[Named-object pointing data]
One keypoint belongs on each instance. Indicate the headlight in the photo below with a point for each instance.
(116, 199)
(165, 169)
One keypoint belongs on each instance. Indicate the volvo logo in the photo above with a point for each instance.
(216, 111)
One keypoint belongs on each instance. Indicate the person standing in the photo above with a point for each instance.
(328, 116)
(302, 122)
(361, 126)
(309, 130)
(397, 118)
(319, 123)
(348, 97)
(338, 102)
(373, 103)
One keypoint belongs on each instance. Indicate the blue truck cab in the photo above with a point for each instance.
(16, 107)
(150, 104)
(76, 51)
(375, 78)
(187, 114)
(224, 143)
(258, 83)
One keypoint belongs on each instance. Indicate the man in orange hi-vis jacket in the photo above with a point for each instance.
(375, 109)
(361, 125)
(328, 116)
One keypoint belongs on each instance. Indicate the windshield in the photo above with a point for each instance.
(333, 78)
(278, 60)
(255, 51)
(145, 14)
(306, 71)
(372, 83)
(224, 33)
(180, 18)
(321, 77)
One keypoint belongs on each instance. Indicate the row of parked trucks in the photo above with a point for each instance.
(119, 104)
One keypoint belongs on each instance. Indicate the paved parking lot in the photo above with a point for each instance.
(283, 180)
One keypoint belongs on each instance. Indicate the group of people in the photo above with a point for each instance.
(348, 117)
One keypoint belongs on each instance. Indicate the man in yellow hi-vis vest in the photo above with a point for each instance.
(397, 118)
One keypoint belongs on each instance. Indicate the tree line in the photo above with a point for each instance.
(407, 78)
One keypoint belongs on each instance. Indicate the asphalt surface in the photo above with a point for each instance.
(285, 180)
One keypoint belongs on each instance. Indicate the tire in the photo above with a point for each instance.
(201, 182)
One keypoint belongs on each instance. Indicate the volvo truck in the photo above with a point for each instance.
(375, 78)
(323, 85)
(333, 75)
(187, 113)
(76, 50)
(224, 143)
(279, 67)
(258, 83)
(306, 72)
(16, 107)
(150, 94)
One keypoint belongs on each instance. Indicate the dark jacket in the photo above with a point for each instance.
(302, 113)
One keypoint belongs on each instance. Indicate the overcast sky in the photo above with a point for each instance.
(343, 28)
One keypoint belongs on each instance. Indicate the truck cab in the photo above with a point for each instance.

*What to do*: Reproduce all of the data above word for word, line by line, with nothing altered.

*Response to the exercise*:
One keypoint belongs on each instance. Indicate the headlight in the photo below with a point for each instance.
(116, 199)
(165, 169)
One keypoint belongs on each instance. Indicate the volvo logo in the photo above with a point for each instance.
(216, 111)
One keypoint belongs on each instance. Indicate the person standing in the photo above with a point for each instance.
(328, 116)
(302, 122)
(361, 126)
(309, 130)
(397, 118)
(319, 123)
(348, 97)
(338, 102)
(373, 103)
One keypoint belongs on each instance. Indicate the blue truck cab in the photo above with a point for each instance.
(16, 107)
(150, 104)
(76, 51)
(375, 78)
(187, 114)
(224, 143)
(258, 83)
One keypoint belongs on each instance. Indicate the man in orange hi-vis jacket in the photo above with a point for each instance.
(375, 109)
(361, 125)
(328, 116)
One keypoint belongs on each instance. Indicate the windshield in the photo above with a point for each instance.
(333, 78)
(278, 60)
(255, 51)
(145, 14)
(306, 71)
(372, 83)
(224, 33)
(180, 18)
(321, 77)
One keypoint belongs on each instance. Indicate the row of parked trucks in the photo above with a point for each instance.
(119, 104)
One keypoint belongs on each instance. Indicate the paved parking lot in the photo above with a point for each instance.
(283, 180)
One keypoint belongs on each instance. Indicate the group of people in the photo above with a point for each instance.
(348, 117)
One keypoint belongs on each instance. Indicate the man in yellow hi-vis vest in the photo above with a point for each instance.
(397, 118)
One keypoint belongs on each instance. Indicate the tree line in the photo above with a point for each instance.
(407, 78)
One keypoint belongs on each instance. Indicate the asphalt surface in the photo above with a point for each instance.
(285, 180)
One keypoint belongs on each instance. Indicate the tire in the photo above with a point for each instance.
(201, 182)
One keypoint belongs on each instance. Indicate the volvo truck in the photo above with a point for each instance.
(375, 78)
(323, 85)
(333, 75)
(187, 113)
(76, 50)
(224, 143)
(279, 67)
(258, 83)
(306, 72)
(16, 107)
(150, 94)
One keypoint belongs on each instance. Indicate the dark jacket in the photo above with a point for each instance.
(302, 113)
One keypoint belongs on each instance. Indicate the overcast sky in the photo above with a point for each instance.
(343, 28)
One keypoint belongs on each instance. Indicate the truck cab in the photo above with a point for each instance.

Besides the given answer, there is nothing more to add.